• _What you should do_
The response should contain only those lines of the entries below that include the string "tight".

Exercise material Block Start

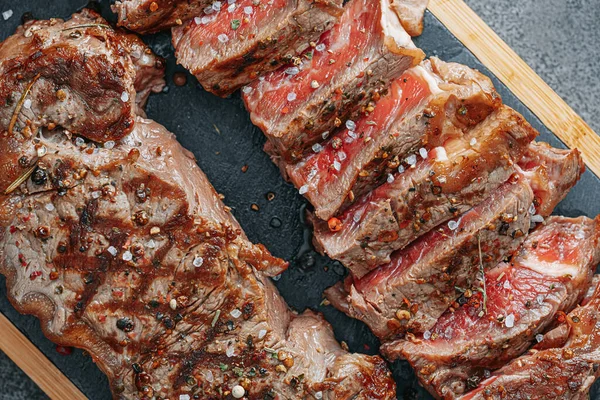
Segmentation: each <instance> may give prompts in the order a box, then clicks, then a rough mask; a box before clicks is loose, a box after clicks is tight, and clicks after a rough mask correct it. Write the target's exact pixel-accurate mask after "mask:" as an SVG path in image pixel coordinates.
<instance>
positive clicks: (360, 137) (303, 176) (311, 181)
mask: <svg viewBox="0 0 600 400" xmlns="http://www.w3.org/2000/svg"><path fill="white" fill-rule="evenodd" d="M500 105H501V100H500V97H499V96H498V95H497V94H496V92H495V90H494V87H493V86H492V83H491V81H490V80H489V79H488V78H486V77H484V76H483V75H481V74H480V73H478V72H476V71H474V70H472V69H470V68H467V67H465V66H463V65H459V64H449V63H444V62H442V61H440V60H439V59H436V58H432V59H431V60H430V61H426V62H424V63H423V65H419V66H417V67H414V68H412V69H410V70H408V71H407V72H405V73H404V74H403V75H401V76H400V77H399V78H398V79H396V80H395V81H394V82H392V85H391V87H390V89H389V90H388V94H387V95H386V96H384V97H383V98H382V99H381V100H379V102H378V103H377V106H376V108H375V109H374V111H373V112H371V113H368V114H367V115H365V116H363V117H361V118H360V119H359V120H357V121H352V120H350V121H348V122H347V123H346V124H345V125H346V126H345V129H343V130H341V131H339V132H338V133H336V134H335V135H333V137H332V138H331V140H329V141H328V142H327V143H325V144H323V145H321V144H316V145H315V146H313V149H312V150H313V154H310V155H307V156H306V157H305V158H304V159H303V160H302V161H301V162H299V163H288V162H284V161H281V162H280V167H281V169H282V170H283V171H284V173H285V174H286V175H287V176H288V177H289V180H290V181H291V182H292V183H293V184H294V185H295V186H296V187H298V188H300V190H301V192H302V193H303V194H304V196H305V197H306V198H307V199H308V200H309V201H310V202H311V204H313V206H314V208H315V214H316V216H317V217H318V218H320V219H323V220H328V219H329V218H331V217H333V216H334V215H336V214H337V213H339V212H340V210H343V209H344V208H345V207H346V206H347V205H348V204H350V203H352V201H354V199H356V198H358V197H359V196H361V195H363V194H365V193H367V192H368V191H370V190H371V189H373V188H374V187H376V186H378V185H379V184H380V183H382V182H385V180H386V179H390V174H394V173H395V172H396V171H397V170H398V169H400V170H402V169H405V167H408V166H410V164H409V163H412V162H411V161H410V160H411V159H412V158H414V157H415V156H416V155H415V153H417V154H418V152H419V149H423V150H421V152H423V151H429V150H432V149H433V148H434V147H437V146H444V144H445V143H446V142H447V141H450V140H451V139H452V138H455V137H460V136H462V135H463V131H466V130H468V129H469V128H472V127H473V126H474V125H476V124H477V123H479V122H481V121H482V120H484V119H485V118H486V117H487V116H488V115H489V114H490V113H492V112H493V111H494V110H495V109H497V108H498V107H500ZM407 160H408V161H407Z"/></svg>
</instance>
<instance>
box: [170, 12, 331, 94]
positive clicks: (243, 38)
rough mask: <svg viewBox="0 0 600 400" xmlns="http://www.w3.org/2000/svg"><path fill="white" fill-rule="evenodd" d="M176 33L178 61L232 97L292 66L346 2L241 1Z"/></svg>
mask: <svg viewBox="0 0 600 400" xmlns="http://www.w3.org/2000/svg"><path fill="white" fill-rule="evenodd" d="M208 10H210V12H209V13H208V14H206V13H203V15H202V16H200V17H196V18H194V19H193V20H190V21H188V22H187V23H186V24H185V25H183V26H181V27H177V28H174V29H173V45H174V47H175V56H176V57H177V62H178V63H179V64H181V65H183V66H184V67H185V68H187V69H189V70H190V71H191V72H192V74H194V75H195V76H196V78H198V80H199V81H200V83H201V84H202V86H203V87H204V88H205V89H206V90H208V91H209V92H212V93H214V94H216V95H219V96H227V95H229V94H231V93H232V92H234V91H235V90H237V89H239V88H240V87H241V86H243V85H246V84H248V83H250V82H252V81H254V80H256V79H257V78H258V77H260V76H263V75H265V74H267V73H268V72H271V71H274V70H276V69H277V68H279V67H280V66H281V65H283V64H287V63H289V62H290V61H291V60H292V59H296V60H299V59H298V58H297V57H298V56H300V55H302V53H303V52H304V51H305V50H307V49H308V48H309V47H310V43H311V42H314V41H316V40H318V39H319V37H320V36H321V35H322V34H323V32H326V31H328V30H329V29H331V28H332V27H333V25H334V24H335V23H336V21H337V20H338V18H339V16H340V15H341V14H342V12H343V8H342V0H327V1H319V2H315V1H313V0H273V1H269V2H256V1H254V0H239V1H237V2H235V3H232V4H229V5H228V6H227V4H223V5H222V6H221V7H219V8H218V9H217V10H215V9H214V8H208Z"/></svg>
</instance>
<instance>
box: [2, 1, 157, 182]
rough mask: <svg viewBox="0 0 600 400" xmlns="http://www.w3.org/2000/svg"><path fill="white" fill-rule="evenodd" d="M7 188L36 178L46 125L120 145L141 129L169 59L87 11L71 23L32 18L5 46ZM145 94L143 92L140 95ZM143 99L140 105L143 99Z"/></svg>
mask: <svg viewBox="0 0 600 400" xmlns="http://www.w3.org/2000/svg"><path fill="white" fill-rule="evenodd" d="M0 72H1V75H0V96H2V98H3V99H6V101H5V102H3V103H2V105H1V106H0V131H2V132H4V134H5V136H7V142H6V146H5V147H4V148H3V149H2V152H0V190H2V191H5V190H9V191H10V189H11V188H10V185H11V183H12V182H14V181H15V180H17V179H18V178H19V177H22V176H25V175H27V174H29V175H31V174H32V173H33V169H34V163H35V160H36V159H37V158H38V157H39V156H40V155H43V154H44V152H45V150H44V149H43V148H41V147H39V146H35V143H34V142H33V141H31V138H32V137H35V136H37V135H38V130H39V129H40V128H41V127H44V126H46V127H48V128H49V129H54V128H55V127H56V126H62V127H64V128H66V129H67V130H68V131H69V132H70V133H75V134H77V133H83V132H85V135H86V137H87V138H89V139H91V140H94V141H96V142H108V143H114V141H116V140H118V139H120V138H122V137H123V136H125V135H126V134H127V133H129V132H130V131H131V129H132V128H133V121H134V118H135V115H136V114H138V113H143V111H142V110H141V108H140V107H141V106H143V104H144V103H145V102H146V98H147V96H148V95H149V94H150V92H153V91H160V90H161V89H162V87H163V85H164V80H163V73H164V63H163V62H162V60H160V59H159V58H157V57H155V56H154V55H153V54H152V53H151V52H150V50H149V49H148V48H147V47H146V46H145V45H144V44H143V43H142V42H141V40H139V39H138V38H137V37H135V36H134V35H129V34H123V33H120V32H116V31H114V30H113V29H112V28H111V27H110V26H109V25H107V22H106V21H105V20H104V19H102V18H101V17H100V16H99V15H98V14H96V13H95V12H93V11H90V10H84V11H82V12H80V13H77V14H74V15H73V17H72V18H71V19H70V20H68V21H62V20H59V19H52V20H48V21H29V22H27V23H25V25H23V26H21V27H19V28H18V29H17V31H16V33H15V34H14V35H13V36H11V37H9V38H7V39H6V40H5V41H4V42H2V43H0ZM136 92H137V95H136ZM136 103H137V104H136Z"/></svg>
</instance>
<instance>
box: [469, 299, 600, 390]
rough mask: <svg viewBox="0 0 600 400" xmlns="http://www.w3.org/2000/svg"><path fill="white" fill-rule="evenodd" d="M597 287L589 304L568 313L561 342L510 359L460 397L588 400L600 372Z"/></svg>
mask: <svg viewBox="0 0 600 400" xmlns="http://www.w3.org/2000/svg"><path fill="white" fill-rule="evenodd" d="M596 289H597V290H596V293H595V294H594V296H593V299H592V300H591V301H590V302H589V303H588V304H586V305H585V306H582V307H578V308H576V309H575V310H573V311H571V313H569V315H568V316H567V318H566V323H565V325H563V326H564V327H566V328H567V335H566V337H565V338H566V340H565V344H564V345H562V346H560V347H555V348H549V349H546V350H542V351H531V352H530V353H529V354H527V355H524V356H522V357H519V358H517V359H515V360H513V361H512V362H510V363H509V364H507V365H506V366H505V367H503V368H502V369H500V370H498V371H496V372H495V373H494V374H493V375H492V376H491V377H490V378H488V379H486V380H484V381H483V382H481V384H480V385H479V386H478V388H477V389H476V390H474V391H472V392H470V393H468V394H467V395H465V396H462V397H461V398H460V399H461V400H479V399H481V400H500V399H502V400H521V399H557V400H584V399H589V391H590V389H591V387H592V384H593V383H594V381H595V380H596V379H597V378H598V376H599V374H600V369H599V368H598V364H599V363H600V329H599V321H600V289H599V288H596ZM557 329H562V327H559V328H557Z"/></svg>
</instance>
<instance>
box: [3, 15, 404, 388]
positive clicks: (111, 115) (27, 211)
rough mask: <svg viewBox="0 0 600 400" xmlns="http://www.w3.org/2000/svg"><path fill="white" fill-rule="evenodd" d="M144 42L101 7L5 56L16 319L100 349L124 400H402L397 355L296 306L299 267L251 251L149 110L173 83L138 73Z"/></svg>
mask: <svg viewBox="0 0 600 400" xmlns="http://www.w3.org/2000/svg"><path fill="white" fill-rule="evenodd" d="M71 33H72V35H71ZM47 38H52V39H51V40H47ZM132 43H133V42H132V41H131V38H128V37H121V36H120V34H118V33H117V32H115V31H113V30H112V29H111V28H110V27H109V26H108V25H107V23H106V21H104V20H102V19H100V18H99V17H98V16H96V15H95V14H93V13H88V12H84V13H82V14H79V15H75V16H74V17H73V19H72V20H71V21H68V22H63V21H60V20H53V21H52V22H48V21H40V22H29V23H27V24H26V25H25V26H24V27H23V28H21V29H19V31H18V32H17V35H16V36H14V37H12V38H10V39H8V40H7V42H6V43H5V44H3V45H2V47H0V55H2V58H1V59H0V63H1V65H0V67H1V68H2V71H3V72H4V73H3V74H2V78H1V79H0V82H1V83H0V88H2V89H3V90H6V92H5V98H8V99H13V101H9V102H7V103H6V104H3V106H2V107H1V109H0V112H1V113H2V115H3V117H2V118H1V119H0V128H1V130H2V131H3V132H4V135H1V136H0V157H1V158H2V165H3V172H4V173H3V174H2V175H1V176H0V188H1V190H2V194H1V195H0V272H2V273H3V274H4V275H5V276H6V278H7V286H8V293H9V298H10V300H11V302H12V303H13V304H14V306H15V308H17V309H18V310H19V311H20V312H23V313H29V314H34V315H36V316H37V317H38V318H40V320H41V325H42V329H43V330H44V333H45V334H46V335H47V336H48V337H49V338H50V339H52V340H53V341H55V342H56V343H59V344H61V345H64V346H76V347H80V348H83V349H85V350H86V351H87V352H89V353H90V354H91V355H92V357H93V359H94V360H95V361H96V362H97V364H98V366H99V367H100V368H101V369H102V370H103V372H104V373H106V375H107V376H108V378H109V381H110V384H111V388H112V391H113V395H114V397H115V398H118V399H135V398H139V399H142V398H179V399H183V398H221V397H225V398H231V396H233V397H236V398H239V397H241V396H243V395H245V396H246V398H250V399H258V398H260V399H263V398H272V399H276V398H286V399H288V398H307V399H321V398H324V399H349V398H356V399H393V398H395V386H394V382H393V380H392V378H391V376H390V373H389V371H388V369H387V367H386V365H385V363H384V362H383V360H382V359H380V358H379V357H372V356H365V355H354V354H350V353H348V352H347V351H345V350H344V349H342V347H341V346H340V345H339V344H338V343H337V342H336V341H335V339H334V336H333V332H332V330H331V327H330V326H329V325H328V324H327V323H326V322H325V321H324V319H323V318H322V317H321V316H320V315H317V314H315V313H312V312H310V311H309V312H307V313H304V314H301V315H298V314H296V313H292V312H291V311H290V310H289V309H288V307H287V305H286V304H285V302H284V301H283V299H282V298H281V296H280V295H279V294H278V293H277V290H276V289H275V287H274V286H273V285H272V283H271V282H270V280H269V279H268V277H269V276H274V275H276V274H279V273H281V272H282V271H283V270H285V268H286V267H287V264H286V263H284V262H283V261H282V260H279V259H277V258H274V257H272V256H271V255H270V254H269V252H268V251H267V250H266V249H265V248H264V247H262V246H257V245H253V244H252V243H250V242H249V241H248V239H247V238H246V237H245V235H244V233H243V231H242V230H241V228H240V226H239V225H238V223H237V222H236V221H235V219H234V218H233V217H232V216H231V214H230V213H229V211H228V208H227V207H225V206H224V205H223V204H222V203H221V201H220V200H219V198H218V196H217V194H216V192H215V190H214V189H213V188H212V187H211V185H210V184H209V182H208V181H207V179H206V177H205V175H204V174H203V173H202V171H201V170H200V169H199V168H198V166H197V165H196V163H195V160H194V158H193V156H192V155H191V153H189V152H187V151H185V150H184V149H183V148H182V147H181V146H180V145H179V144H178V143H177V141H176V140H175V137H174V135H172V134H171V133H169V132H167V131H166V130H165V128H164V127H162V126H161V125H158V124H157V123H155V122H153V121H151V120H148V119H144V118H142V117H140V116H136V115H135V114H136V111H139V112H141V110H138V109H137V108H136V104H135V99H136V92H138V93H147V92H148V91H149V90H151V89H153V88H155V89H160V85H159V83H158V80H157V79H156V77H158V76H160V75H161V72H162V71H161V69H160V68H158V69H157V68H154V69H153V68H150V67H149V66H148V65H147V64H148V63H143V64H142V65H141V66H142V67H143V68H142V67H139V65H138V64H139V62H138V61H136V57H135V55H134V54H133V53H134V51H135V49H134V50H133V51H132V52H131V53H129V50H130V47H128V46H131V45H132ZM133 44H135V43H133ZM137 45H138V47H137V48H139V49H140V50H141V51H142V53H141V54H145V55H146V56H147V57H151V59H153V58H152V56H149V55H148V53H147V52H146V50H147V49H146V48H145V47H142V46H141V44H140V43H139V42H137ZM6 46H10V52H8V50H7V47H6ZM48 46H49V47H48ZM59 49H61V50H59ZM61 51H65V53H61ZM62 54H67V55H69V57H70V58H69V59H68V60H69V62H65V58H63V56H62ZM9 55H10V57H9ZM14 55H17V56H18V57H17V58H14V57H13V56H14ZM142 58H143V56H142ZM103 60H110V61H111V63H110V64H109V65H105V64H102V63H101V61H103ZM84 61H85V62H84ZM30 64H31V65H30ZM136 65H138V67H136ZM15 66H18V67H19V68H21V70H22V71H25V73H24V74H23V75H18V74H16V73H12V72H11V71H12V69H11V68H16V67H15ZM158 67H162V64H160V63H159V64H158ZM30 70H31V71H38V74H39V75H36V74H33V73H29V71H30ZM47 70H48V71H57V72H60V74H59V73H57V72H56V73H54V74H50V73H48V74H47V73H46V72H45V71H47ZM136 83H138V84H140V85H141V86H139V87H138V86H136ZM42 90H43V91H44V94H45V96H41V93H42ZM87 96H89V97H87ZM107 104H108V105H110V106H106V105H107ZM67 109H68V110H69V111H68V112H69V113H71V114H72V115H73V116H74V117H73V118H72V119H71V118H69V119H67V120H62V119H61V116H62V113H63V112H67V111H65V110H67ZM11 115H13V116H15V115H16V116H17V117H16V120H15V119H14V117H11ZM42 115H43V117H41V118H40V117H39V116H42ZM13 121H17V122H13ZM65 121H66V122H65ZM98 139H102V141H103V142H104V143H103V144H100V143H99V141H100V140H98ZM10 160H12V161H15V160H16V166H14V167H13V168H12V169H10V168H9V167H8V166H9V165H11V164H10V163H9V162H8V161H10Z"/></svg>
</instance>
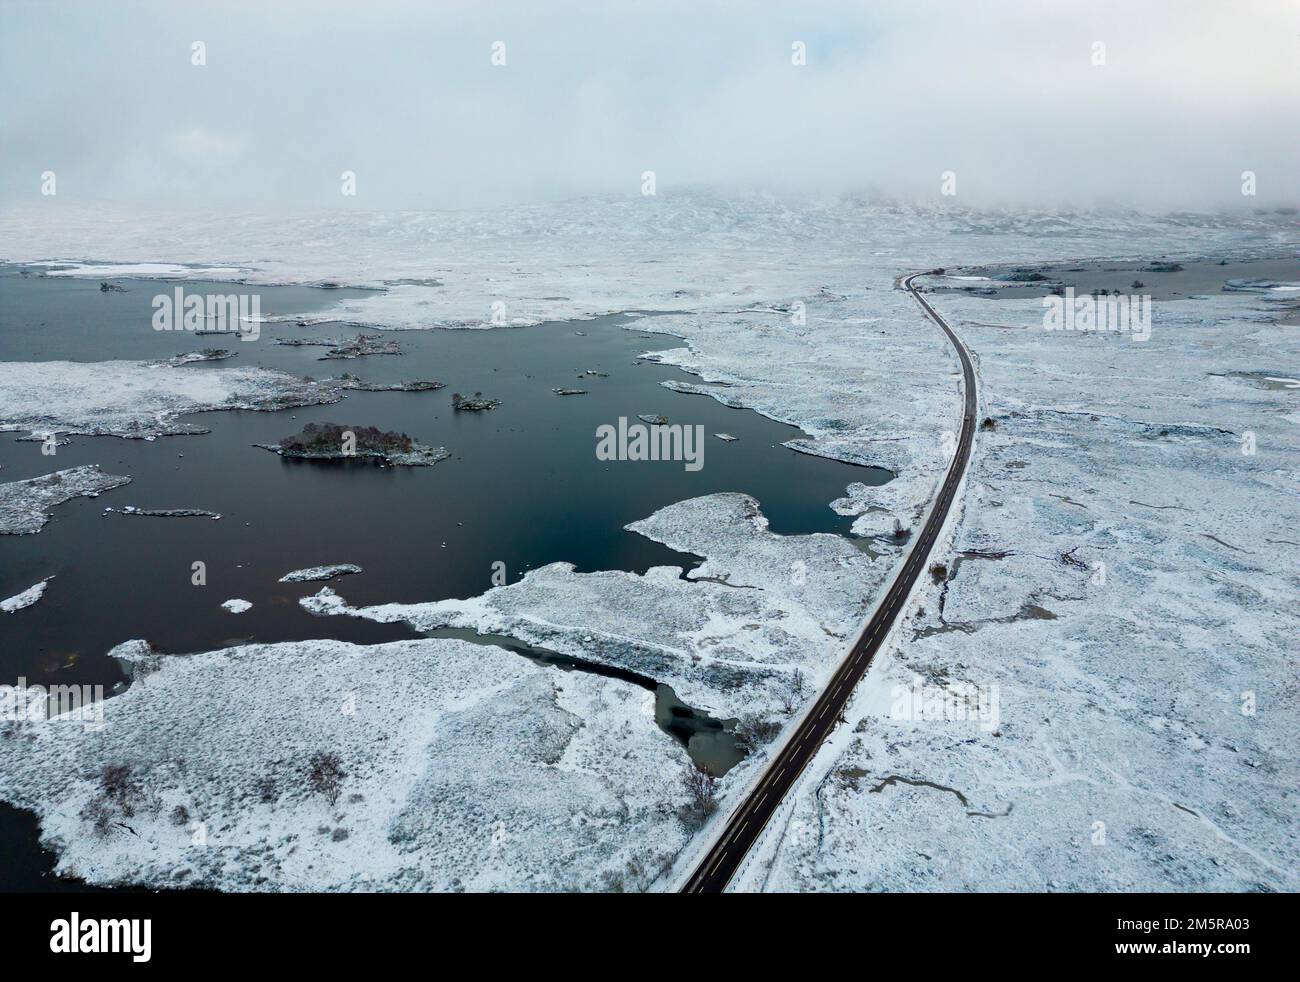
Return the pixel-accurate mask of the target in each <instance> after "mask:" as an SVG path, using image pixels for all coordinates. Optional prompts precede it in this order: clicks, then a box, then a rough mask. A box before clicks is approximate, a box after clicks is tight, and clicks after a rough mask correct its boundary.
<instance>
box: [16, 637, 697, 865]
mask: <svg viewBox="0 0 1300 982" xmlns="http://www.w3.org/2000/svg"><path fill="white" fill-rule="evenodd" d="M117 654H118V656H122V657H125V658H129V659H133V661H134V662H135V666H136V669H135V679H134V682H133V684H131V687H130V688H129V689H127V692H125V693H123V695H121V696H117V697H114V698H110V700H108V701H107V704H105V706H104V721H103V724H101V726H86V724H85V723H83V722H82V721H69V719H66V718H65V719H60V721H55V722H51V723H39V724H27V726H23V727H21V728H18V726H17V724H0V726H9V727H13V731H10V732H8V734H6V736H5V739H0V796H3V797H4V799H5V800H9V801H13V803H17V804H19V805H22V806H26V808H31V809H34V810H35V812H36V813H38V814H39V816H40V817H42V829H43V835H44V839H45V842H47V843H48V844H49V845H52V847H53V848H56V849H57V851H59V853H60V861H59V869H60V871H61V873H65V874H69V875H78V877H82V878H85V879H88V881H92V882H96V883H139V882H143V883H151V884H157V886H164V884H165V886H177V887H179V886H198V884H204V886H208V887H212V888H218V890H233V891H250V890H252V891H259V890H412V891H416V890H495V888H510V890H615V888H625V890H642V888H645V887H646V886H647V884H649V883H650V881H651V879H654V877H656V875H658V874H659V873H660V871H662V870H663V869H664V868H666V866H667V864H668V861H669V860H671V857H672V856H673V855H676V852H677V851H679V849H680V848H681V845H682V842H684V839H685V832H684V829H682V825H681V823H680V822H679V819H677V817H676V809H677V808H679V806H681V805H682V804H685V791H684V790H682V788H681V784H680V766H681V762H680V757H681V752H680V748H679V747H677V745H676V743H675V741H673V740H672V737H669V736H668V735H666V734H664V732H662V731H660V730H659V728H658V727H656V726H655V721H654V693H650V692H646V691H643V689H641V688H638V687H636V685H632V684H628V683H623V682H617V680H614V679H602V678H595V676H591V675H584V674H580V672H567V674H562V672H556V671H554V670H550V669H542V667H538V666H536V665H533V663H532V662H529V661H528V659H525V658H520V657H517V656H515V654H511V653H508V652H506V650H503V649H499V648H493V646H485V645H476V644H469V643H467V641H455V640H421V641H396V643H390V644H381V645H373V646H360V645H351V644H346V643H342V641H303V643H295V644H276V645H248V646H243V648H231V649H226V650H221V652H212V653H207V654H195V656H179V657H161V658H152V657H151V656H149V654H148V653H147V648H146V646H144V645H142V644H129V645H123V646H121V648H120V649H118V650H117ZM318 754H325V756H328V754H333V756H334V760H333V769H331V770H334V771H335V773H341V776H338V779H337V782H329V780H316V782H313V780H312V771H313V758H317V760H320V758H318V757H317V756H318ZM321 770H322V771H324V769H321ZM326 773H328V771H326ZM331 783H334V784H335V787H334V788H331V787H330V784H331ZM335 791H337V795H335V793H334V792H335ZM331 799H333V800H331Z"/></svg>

Exercise material Block End

• _Result of this task_
Segmentation: each <instance> may give prompts in the order a box, then clicks, then a rough mask; a box before clicks is loose, a box after clicks is tight, and clicks after a rough mask correct it. Write the target's exact pixel-accurate mask after "mask:" as an SVG path in image pixel coordinates.
Return the pixel-accurate mask of the target in each <instance> after "mask:" as an SVG path, using image pixels for all coordinates. Optional prompts precede it in this order: clicks, then a box, then a rough mask. A box before clicks is approximate, a box after clicks is tight, and clicks after a rough mask correct its boundary.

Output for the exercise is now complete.